#### INSTRUCTION
Rewrite the Open X-Embodiment page from "Last synced: about" to "easy downstream consumption.", substituting "common format" for "unified format".

#### QUOTED PASSAGE
>>>>>
Ecosyste.ms: Awesome

An open API service indexing awesome lists of open source software.

Awesome Lists | Featured Topics | Projects

https://github.com/google-deepmind/open_x_embodiment


https://github.com/google-deepmind/open_x_embodiment

Last synced: about 2 months ago
JSON representation

Awesome Lists containing this project

README

        

# Open X-Embodiment

![](./imgs/teaser.png)

Open X-Embodiment aims to provide all open-sourced robotic data in the same unified format, for easy downstream consumption.

The first publication using the Open X-Embodiment dataset is [`Open X-Embodiment: Robotic Learning Datasets and RT-X Models`](https://robotics-transformer-x.github.io/)

## Dataset Access

### Dataset structure

Each data set is represented as a sequence of episodes, where each episode is represented using the [RLDS episode format](https://github.com/google-research/rlds#dataset-format).
<<<<<
#### ITEMS
>>>>>
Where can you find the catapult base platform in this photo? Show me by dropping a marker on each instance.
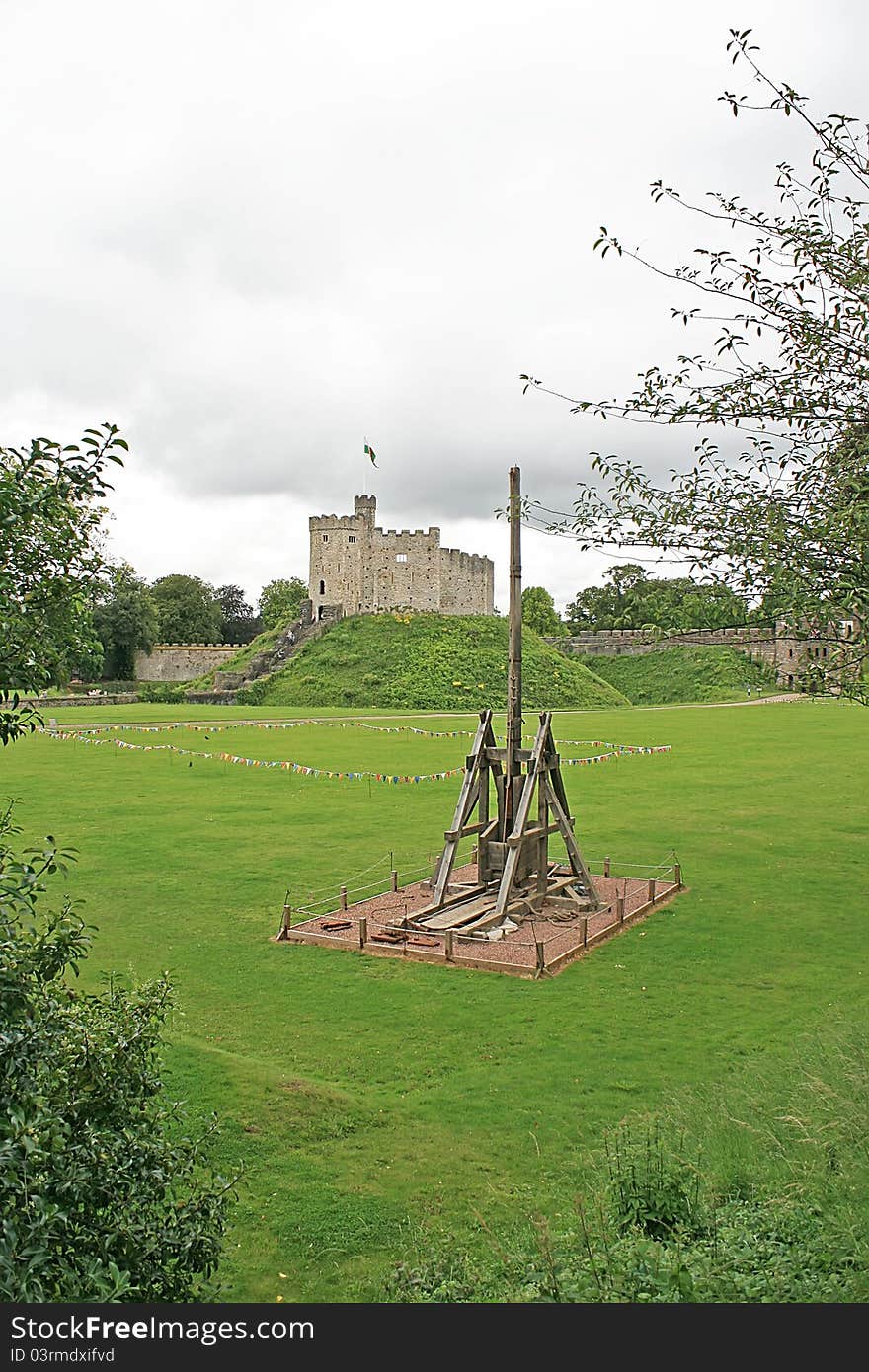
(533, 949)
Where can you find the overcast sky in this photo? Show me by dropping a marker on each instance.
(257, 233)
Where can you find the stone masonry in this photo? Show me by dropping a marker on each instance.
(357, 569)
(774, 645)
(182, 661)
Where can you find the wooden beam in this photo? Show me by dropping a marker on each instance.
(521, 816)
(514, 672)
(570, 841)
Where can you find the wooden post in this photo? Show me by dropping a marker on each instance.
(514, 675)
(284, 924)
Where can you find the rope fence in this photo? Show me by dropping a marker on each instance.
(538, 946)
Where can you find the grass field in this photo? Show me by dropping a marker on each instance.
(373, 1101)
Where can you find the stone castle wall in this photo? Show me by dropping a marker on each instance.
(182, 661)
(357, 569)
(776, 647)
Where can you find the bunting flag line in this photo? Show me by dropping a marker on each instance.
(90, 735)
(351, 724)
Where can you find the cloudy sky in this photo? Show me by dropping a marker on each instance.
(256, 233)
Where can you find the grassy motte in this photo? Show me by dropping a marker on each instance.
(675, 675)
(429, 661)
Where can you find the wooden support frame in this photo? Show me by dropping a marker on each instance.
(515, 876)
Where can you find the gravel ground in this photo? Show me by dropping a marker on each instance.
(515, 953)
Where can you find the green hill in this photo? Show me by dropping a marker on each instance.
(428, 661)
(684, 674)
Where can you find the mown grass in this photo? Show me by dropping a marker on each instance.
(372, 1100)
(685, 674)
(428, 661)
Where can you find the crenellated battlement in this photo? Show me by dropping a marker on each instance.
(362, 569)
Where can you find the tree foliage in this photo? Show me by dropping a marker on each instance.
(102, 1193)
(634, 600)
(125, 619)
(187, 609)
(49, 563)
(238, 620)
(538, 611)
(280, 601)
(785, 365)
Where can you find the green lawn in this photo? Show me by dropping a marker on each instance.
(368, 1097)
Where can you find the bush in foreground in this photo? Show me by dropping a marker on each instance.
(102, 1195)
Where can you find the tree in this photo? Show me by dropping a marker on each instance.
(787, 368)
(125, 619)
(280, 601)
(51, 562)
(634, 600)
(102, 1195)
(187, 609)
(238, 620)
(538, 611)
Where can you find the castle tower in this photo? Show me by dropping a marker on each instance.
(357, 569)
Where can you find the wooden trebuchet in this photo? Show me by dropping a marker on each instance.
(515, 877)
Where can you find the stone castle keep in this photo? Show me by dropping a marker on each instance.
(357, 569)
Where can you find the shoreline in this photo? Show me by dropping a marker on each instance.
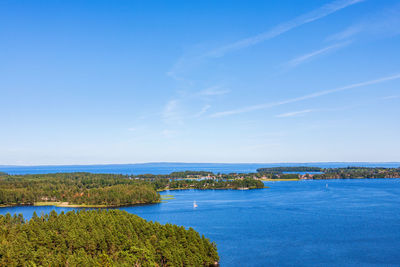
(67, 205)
<<<<<
#### ANSWER TO THE TASK
Last synced: about 2 months ago
JSON representation

Awesome Lists containing this project

README

        

# Open X-Embodiment

![](./imgs/teaser.png)

Open X-Embodiment aims to provide all open-sourced robotic data in the same common format, for easy downstream consumption.